**To-do list:**
(a) In the text on the Estonia ferry sinking, on what date did the ferry go down?
(b) Shorten the paragraph beginning "The evidence Rabe presents" in the text on the Estonia ferry sinking, keeping its main facts.

## START Text shown

Was the Baltic ferry Estonia, which was carrying 1,000 passengers, sunk be cause it carried top-secret Soviet space technology bound for the Pentagon? A new book by an experienced German investigator points to that conclusion.

BERLIN — A recently published book points to covert U.S.-Russian joint ventures in transferring Soviet space technology to the West as being behind the sinking of the Estonia, the passenger ferry that went down while crossing the Baltic Sea to Stockholm on Sept. 28, 1994.

The book, Die Estonia, by Jutta Rabe, contains the first comprehensive reconstruction of the disaster bringing together eyewitness testimony, video evidence and official documents.

Rabe, a German TV-journalist, has been investigating the Estonia catastrophe since the day of the sinking when she flew to Finland to interview survivors.

The evidence Rabe presents suggests that on its final crossing, Estonia, a well-known joint venture operating between Sweden and Estonia, carried extremely sensitive cargo quite unlike the usual contraband of illicit drugs and smuggled humans. Deep in the ship’s hold, loaded on trucks headed for the West, was the fruit of decades of Soviet scientific research and development in space technology.

## END Text shown
## START Supplied entries

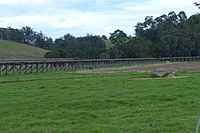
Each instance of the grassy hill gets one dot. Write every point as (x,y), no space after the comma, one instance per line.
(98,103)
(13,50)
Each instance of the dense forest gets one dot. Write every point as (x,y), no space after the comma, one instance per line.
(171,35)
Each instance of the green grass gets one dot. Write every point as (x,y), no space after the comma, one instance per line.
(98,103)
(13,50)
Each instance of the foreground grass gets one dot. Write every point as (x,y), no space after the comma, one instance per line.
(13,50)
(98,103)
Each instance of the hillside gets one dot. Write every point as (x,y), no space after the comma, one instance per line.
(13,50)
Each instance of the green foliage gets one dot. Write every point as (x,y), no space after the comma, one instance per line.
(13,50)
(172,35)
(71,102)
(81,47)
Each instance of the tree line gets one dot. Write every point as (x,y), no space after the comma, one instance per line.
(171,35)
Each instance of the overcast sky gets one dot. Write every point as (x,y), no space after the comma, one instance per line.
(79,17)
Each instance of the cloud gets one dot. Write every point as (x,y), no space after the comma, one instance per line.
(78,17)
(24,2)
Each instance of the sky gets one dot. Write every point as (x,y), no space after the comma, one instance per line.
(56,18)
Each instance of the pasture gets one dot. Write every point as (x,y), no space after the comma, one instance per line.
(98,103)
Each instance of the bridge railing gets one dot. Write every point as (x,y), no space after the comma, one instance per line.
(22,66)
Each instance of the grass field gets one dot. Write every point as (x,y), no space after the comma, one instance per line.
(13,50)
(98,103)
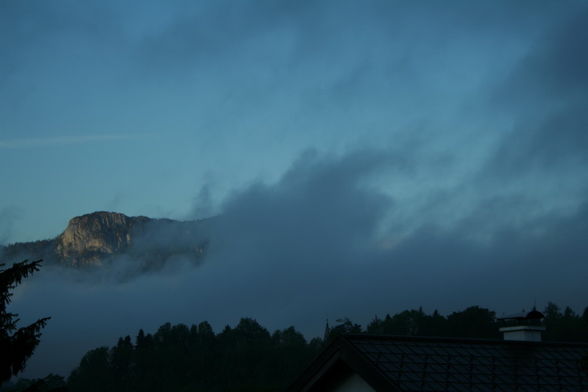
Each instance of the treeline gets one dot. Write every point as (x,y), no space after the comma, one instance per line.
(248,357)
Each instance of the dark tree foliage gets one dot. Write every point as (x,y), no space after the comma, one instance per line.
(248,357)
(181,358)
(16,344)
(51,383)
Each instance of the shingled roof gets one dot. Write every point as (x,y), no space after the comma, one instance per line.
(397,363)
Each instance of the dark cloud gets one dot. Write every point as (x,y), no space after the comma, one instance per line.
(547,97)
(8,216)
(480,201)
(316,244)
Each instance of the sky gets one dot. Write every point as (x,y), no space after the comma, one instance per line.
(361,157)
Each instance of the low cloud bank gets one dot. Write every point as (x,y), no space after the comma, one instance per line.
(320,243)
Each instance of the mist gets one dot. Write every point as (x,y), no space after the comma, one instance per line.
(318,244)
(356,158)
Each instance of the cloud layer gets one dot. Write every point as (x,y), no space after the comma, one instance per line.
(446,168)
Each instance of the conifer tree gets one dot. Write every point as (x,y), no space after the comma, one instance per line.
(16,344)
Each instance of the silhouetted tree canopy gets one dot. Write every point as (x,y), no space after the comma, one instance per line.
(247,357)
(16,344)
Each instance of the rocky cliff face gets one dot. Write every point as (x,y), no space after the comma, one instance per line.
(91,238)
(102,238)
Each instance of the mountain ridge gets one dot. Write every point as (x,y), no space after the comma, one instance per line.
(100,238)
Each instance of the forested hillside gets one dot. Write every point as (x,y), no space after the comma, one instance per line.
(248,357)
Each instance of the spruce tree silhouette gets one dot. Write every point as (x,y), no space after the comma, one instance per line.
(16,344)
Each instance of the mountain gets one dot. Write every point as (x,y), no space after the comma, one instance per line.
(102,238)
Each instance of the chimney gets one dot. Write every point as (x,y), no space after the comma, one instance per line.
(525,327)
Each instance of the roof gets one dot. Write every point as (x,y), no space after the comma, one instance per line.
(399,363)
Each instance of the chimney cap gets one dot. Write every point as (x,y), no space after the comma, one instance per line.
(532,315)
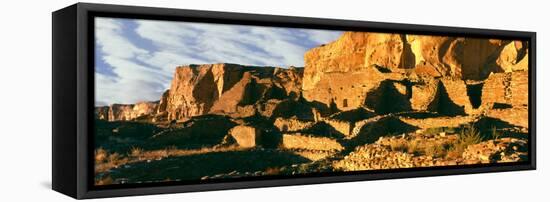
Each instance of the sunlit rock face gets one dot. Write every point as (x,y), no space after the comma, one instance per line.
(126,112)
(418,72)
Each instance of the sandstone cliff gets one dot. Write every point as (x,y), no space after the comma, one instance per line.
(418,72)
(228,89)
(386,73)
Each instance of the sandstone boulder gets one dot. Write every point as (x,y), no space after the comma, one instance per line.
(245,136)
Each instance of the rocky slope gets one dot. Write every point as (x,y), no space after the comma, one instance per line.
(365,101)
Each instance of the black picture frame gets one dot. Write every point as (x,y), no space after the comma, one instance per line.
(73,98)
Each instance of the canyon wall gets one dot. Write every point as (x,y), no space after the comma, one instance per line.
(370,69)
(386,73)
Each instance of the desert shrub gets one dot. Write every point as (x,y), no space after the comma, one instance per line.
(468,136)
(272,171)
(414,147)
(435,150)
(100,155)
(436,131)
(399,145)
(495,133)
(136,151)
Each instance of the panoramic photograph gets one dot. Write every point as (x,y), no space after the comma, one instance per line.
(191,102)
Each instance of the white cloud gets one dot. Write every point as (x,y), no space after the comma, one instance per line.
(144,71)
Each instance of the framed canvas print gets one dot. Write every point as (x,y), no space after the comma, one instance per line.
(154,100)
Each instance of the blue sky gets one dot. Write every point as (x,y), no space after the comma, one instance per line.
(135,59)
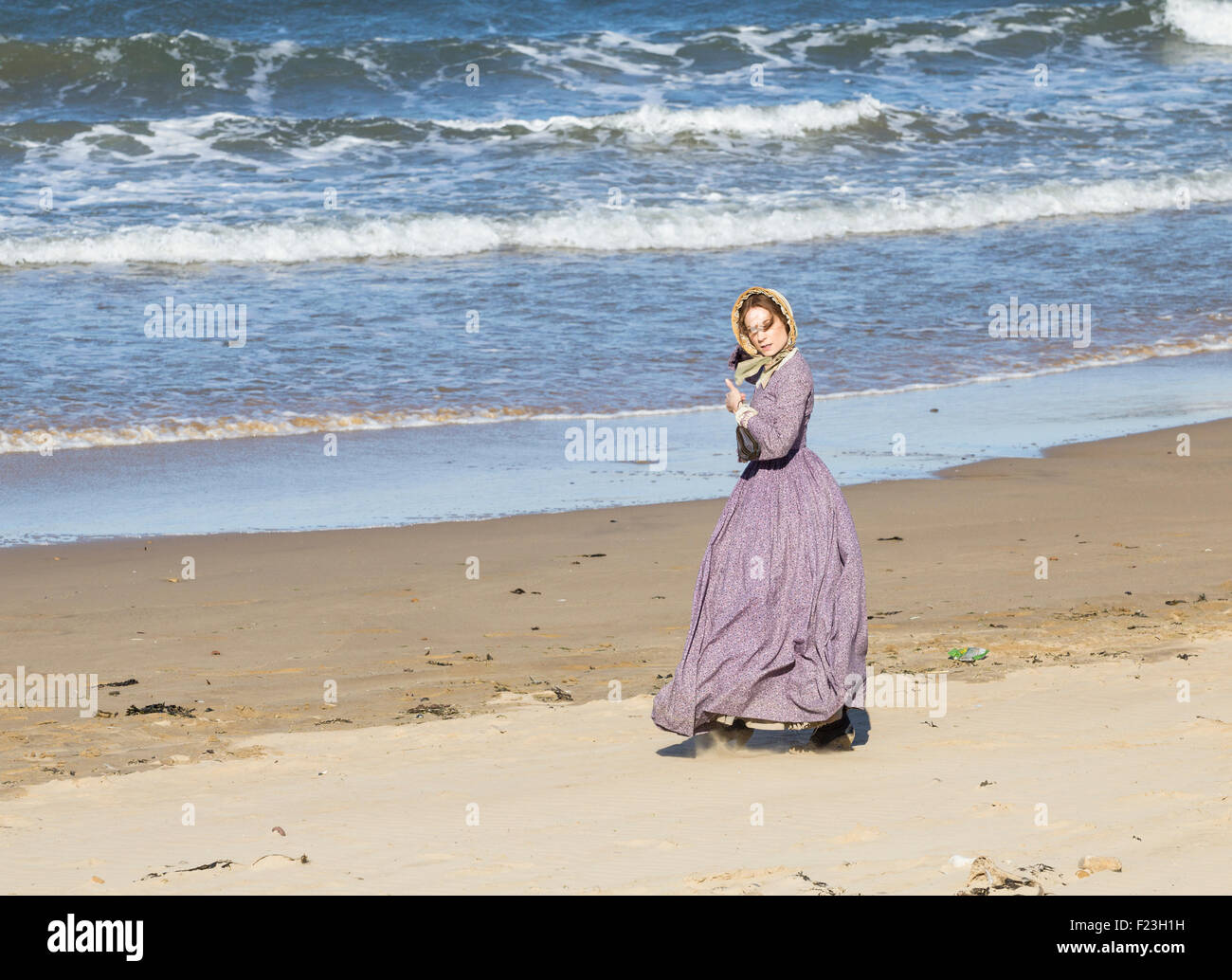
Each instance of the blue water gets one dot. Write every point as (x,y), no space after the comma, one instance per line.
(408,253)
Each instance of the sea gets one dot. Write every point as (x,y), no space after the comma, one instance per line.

## END Supplied entries

**Answers to the tasks:**
(a) Sept. 28, 1994

(b) Rabe's evidence suggests that on its last crossing, the Estonia, a known Sweden–Estonia joint venture, carried highly sensitive cargo rather than the usual smuggled drugs or people: trucks in its hold, bound for the West, held the results of decades of Soviet space technology research and development.